### WORK INSTRUCTIONS
If a line of the records contains the word "below", list it.

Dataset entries
-*-
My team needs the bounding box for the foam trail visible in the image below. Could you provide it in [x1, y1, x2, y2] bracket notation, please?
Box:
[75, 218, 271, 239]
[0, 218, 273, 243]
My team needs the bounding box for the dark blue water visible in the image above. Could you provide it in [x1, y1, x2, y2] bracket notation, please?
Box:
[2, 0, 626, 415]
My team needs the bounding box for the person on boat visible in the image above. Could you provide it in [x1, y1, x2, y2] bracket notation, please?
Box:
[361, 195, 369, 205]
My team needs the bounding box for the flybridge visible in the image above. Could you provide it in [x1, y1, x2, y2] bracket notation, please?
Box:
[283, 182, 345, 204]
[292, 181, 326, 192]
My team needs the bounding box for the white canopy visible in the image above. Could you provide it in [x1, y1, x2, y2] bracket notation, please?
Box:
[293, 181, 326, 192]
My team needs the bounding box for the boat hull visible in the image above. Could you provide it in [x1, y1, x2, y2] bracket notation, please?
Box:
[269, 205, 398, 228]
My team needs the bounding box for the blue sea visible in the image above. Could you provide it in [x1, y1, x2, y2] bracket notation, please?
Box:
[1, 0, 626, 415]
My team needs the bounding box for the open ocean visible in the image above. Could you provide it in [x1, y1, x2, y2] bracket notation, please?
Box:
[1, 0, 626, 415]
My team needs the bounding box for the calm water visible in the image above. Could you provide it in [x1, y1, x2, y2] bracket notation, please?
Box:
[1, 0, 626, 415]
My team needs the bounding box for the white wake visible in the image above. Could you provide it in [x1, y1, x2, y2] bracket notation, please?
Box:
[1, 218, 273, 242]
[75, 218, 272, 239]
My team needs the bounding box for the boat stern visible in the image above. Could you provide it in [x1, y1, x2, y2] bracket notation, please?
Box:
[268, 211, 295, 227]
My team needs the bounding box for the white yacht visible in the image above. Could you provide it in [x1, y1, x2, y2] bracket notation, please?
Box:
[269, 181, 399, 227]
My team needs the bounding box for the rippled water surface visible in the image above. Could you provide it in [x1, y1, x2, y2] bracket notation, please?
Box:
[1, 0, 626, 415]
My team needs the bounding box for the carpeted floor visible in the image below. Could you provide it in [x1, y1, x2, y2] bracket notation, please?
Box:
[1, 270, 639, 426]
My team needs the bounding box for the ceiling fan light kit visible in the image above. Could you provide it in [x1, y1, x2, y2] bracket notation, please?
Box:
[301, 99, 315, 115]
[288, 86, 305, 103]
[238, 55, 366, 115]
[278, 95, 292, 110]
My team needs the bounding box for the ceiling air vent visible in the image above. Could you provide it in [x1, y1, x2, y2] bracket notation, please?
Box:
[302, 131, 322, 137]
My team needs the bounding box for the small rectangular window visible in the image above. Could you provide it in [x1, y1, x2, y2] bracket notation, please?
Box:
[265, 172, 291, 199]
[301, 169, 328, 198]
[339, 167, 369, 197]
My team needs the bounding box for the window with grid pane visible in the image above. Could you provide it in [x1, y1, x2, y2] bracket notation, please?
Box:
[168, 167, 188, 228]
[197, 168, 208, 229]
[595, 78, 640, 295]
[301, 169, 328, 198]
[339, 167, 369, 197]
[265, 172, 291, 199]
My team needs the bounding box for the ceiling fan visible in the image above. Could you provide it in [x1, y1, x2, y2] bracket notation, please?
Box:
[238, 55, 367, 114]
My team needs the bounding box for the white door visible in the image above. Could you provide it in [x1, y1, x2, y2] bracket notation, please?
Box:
-*-
### OUTPUT FOR THIS EXERCISE
My team needs the bounding box for the foam trail visible in the image below. Could you provide it in [x1, y1, x2, y2] bracket notation, please?
My team needs the bounding box for the carpeted floor visible in the image below. Could you provide it in [x1, y1, x2, y2] bracket notation, please?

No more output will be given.